[READING TEXT]:
================

Indianhead Mountain is located in the Upper Peninsula of Michigan in Wakefield Township, Gogebic County. Indianhead Mountain is in an area called "Big Snow Country", so named because of the annual 200-inch (5.1 m) average snowfall, courtesy of the lake effect[1] from Lake Superior. The area is home to several popular ski resorts such as Big Powderhorn and Blackjack Ski Resort.

History[edit]

The roots of Indianhead Mountain Resort tie in closely with the past and current economy of the area. In the late 1950s, Jack English, an amateur pilot from Chicago, over flew Indian Head Mountain. After seeing the abundant snow and area conditions, he developed Indianhead Mountain Resort. This was the impetus for the local ski industry—in the following years, other resorts opened and the area became a skiing hotspot. English is credited with creating the ski industry in the area, and shifting the local economy away from the failing iron mines to one of the most popular ski destinations in the country.[2] An indication of how important skiing has become to the region is Gogebic Community College's ski area management program,[3] one of the few in the country.[4]

Winter activities[edit]

The area offers snowshoeing, ice skating, cross-country skiing[5] and other winter activities. The area is best known for downhill alpine skiing. Indianhead itself only offers downhill alpine skiing.

================

(Collected data)
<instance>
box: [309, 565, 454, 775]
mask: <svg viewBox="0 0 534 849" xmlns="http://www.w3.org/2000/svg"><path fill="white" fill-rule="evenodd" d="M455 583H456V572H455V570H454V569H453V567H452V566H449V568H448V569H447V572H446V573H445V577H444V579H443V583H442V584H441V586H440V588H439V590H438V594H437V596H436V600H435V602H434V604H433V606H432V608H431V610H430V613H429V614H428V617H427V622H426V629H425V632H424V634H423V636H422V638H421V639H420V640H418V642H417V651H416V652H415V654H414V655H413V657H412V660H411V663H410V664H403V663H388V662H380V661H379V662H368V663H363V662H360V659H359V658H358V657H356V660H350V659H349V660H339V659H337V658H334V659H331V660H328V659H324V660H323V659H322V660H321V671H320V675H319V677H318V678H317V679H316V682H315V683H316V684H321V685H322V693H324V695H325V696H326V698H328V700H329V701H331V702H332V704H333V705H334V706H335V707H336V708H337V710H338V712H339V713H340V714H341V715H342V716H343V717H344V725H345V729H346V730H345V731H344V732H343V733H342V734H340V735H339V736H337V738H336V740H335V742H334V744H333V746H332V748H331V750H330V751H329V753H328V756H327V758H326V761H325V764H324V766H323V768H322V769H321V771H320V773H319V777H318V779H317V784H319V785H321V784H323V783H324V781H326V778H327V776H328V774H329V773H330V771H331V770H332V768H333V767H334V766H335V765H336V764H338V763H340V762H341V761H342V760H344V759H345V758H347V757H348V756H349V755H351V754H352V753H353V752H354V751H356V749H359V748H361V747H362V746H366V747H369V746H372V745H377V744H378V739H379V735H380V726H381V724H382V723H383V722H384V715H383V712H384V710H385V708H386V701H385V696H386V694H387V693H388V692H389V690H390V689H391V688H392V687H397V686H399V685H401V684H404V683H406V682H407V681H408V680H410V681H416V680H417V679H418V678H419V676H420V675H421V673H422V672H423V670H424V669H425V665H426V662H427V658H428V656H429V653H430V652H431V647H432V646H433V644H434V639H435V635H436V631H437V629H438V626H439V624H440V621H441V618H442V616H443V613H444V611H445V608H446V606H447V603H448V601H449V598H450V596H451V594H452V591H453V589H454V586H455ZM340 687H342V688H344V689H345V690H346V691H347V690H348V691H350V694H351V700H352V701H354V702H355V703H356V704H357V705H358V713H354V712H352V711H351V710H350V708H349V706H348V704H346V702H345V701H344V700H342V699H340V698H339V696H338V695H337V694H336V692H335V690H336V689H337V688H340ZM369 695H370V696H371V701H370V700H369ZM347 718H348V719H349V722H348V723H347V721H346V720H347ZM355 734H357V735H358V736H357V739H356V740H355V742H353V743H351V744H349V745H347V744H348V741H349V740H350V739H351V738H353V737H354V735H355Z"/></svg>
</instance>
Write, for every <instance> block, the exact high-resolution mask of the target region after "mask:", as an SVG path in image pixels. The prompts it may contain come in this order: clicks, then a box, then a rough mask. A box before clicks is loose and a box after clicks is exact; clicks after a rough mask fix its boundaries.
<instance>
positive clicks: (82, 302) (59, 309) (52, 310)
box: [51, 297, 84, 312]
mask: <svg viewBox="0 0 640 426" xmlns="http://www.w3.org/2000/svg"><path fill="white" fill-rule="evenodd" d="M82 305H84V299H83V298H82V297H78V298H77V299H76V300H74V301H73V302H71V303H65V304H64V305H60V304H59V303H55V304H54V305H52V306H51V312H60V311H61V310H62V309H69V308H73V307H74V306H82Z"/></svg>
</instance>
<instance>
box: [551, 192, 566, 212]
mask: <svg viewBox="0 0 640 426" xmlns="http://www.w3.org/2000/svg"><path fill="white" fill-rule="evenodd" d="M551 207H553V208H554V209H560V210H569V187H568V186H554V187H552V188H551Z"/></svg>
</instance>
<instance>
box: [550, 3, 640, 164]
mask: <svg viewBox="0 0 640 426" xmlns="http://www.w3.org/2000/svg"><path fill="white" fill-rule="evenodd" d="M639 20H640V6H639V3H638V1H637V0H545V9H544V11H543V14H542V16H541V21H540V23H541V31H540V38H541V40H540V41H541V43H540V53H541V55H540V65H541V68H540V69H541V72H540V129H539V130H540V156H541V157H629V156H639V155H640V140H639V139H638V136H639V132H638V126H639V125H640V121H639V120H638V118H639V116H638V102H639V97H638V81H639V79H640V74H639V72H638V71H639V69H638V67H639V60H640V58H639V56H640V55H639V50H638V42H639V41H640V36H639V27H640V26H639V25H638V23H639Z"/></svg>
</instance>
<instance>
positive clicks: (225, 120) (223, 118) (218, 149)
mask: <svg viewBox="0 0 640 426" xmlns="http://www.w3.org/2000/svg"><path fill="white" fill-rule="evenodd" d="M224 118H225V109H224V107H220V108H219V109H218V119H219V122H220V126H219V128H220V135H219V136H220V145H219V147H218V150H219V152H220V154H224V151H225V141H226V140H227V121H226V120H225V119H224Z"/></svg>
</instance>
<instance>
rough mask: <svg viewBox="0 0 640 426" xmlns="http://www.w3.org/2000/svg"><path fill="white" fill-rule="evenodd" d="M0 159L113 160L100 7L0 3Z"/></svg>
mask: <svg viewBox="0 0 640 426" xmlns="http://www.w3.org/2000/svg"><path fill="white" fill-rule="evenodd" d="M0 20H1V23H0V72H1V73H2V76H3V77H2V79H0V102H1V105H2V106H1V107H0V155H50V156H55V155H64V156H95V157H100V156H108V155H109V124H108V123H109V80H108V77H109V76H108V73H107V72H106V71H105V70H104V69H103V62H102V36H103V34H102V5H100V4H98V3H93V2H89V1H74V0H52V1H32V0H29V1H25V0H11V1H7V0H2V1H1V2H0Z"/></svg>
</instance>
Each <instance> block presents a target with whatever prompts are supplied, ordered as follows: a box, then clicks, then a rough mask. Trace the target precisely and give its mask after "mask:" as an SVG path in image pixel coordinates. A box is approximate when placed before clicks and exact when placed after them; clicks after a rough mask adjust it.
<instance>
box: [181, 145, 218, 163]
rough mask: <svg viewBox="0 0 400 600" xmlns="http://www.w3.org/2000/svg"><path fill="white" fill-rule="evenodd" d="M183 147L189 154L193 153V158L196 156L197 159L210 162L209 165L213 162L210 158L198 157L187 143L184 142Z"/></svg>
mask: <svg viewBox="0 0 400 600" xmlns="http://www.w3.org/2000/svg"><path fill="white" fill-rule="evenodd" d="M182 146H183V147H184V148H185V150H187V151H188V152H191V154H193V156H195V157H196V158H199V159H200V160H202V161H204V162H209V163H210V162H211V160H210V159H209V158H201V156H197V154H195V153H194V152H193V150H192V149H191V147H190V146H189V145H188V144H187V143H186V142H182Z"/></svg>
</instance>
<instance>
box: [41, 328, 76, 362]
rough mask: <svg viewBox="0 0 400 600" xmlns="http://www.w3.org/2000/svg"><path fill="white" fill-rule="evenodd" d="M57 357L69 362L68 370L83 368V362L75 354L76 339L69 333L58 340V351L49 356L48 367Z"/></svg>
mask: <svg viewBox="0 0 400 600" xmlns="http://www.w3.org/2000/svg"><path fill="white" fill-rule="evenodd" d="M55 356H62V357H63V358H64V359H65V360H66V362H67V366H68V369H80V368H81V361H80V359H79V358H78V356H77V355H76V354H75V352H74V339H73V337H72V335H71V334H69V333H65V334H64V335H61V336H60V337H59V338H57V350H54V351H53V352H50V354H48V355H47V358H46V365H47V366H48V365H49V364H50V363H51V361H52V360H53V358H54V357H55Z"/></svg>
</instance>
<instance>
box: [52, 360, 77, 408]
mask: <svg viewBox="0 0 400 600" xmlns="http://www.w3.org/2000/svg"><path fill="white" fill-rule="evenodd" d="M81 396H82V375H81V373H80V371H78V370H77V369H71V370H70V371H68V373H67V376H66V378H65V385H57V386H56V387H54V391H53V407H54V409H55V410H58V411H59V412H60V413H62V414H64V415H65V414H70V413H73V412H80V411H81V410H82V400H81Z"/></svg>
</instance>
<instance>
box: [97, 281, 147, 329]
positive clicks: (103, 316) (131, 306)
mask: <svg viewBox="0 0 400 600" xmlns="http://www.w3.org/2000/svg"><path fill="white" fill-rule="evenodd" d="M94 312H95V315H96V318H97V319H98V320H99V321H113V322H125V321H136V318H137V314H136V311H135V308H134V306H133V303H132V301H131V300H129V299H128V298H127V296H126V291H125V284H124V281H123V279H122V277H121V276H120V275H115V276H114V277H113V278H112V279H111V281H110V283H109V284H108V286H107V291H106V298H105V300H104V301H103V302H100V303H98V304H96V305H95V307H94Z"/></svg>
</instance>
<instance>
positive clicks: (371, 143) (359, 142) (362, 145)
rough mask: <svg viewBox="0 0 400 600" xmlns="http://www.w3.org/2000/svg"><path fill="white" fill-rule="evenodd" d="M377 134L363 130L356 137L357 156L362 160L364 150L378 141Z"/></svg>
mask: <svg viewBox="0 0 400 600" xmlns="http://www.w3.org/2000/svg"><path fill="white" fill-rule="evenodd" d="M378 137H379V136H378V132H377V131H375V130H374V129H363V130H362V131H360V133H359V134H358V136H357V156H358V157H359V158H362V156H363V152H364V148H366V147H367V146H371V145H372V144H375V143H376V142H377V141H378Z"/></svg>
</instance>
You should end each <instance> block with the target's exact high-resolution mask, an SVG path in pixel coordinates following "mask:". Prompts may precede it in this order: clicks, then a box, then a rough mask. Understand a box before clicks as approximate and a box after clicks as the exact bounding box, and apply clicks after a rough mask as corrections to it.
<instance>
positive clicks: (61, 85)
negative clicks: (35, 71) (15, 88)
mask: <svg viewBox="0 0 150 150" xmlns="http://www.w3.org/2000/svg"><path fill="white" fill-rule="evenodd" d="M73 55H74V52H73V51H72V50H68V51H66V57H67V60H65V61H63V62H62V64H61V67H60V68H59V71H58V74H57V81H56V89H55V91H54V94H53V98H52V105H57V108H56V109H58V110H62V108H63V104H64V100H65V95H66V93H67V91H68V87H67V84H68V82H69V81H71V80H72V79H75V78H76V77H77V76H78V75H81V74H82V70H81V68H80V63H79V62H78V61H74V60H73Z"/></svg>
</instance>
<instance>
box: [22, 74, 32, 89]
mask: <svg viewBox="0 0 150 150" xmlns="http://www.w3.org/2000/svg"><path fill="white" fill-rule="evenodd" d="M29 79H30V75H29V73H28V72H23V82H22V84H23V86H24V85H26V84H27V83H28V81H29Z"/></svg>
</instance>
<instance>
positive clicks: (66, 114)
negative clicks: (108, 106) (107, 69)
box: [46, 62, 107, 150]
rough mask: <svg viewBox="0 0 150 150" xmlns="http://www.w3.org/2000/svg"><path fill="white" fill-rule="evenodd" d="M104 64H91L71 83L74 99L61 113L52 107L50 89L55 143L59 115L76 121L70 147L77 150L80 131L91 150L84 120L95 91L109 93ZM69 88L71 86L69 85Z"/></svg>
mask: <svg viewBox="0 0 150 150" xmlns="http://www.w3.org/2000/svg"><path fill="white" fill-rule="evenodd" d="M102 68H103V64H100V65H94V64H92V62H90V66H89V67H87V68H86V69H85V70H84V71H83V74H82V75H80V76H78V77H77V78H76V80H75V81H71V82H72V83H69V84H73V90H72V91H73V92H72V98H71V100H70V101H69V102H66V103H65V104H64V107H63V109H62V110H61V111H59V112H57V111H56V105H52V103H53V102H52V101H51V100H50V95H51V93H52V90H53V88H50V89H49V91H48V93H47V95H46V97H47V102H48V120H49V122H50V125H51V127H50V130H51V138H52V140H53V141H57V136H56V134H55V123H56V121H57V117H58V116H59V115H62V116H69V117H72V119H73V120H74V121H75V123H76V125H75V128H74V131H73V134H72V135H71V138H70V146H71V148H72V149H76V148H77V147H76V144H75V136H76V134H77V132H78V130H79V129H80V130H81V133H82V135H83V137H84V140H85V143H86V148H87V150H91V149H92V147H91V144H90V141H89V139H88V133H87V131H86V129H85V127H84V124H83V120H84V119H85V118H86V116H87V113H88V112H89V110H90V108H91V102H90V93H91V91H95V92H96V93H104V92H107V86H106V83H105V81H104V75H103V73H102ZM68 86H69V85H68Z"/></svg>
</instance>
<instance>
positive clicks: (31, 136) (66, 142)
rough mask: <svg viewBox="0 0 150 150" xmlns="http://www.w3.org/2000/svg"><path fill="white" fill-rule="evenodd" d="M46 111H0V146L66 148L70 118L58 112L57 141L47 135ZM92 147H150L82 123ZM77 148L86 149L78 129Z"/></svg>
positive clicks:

================

[WORK TO BE COMPLETED]:
Reproduce the Indianhead Mountain text word for word, in full.

[YOUR SOLUTION]:
Indianhead Mountain is located in the Upper Peninsula of Michigan in Wakefield Township, Gogebic County. Indianhead Mountain is in an area called "Big Snow Country", so named because of the annual 200-inch (5.1 m) average snowfall, courtesy of the lake effect[1] from Lake Superior. The area is home to several popular ski resorts such as Big Powderhorn and Blackjack Ski Resort.

History[edit]

The roots of Indianhead Mountain Resort tie in closely with the past and current economy of the area. In the late 1950s, Jack English, an amateur pilot from Chicago, over flew Indian Head Mountain. After seeing the abundant snow and area conditions, he developed Indianhead Mountain Resort. This was the impetus for the local ski industry—in the following years, other resorts opened and the area became a skiing hotspot. English is credited with creating the ski industry in the area, and shifting the local economy away from the failing iron mines to one of the most popular ski destinations in the country.[2] An indication of how important skiing has become to the region is Gogebic Community College's ski area management program,[3] one of the few in the country.[4]

Winter activities[edit]

The area offers snowshoeing, ice skating, cross-country skiing[5] and other winter activities. The area is best known for downhill alpine skiing. Indianhead itself only offers downhill alpine skiing.